• _TEXT_:
Biden’s ‘Green New Deal’: Glitter, nonsense, and deception We need to rein in extreme, unattainable policies and seek realistic solutions by Andrew I. Fillat and Henry I. Miller

https://www.washingtonexaminer.com/opinion/bidens-green-new-deal-glitter-nonse

Having spent our adult lives involved with and supporting science and technology, it is frustrating and infuriating to endure uninformed politicians, pundits, and ideologues bloviating about the climate, to say nothing of the pointless dithering about whether we should be referring to climate change or to the climate crisis. But the genuine catastrophe-in-waiting is that the policies they advocate will irreparably damage the economy while leaving the climate essentially unaffected.

The United States’s small global share of greenhouse gas emissions, which is about 15% and declining due to the increased use of natural gas, means that domestic improvements can have only a minimal effect. The underlying premise of the Biden administration’s energy policy is that by the U.S. setting an example of enlightenment and probity, other nations, especially China and India, will elevate altruism above compelling self-interests and follow suit.

Thereby, the advocates of radical climate policies, whether President Joe Biden‘s or the more extreme Green New Deal progressives, are prepared to exact an enormous price from the public in pursuit of what amounts to quixotic virtue signaling, a case of tilting at windmills, so to speak.

Many aspects of the Left’s climate policies are steeped in delusion and misleading propaganda. Advocates focus on largely discredited apocalyptic projections about the extent and impact of climate change and offer only favored options for a shift to renewable and clean energy that fly in the face of evidence.

Data from many sources show clearly that solar and wind, the green energy sources in vogue, have costs and disadvantages that are conveniently hidden, while the only readily available new source of clean energy, nuclear power, is demonized. We will summarize below our two lengthy analyses of these issues that appeared here and here.

Solar and wind power share four critical characteristics: a significant but unpublicized negative environmental impact from their construction, space inefficiency, enormous hidden costs and challenges from their intermittency, and little room for efficiency gains because of the limits of physics.

Wind towers require 200-plus tons of steel to be manufactured, and both technologies require significant quantities of rare earth elements, the mining of which consumes a huge amount of fossil fuels and produces considerable radioactive pollution.

The energy equivalent of a single natural gas turbine requires about 500 wind towers occupying over 75 acres or more than 2,000 acres of solar panels.

Then there is the problem of storing energy to cope with intermittency: There is no technology that is competitive with batteries, and it takes $300,000 worth of batteries to store the energy equivalent of a single barrel of oil. A rough calculation shows that the 11,000 windmills in West Texas would require more than $300 billion worth of batteries to provide reliable continuous power.

How can that possibly scale? The energy storage numbers for solar are similarly daunting.

• _DATASET EXCERPTS_:

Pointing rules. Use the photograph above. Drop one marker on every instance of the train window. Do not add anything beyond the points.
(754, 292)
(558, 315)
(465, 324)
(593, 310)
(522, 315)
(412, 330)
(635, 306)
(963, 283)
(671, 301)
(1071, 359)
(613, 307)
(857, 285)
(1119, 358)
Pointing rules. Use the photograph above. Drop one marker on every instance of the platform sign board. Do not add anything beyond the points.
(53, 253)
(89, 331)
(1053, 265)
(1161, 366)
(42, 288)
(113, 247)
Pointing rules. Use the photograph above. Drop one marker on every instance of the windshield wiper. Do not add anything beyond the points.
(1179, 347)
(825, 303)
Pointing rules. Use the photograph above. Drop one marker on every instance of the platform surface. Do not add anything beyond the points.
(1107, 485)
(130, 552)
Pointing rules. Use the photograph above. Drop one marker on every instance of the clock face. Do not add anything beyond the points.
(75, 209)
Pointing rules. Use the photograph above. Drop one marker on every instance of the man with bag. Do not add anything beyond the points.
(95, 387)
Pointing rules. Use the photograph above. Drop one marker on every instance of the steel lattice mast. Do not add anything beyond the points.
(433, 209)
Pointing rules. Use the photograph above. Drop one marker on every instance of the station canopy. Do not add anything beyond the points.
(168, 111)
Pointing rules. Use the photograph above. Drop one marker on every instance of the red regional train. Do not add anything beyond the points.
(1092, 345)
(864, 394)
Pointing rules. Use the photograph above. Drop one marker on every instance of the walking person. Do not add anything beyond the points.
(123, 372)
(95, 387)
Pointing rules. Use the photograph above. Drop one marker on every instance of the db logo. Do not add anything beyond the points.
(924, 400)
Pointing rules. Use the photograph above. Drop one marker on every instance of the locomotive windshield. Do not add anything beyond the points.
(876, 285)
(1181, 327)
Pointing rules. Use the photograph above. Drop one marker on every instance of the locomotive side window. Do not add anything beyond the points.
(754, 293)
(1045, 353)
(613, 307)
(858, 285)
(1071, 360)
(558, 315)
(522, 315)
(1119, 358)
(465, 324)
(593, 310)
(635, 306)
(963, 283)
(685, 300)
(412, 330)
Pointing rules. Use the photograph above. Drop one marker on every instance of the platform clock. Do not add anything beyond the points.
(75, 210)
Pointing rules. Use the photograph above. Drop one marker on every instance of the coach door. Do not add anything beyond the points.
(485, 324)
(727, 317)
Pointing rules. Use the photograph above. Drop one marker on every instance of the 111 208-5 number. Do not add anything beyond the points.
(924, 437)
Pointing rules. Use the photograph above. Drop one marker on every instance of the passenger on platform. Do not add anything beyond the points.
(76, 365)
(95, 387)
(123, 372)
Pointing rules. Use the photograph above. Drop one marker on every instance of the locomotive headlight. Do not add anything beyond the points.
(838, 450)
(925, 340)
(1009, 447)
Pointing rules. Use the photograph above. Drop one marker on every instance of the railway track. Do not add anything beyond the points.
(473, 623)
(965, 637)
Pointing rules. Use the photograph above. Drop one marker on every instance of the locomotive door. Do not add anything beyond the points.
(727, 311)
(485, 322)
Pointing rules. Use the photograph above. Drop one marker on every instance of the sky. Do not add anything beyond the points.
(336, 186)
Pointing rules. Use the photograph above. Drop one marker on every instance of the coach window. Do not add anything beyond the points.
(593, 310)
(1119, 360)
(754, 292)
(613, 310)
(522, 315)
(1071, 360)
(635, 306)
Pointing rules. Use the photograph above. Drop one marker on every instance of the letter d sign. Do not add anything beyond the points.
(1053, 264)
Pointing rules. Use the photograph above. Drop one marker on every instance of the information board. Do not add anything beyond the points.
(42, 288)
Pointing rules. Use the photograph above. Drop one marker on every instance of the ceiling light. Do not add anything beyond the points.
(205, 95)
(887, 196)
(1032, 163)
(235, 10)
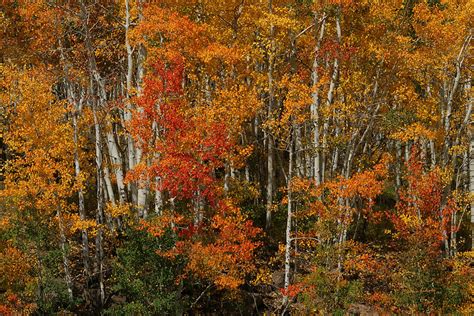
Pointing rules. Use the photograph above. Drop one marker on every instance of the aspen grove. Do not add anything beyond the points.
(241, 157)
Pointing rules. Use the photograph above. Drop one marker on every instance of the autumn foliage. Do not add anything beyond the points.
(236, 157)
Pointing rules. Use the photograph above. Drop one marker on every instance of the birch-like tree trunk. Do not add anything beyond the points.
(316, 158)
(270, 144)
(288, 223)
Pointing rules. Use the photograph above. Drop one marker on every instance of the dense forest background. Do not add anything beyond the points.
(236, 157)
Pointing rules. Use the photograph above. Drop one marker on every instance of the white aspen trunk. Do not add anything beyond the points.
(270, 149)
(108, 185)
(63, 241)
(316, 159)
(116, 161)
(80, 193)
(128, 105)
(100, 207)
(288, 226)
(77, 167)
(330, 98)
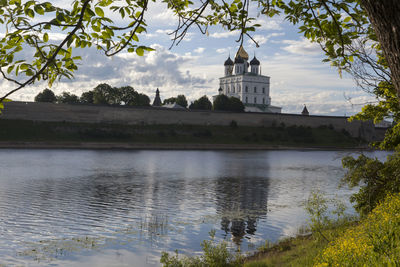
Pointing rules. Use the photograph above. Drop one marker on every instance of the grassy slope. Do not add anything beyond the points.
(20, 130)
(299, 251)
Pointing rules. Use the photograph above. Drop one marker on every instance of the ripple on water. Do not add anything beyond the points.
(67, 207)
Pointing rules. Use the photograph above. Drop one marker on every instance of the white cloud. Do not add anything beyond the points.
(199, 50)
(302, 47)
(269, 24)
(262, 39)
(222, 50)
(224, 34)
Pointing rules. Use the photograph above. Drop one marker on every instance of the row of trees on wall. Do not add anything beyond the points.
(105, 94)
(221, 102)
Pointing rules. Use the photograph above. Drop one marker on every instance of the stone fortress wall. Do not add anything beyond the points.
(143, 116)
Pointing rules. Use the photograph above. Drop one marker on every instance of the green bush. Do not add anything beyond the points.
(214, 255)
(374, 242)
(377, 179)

• _EXERCISE REQUIREMENTS_:
1. Copy the passage of the Green New Deal article starting at "Wind towers require" and ending at "considerable radioactive pollution.".
2. Find each line of the listing that contains the string "train", matching case exactly, and copy those lines.

• _ANSWER LIST_:
1.
Wind towers require 200-plus tons of steel to be manufactured, and both technologies require significant quantities of rare earth elements, the mining of which consumes a huge amount of fossil fuels and produces considerable radioactive pollution.

2.
Pointing rules. Use the photograph above. Drop one marker on every instance of the train window. Do not add anything beyond the points.
Pointing rules. Use the photograph above. Drop one marker on every instance of the red regional train. Do not add anything beyond the points.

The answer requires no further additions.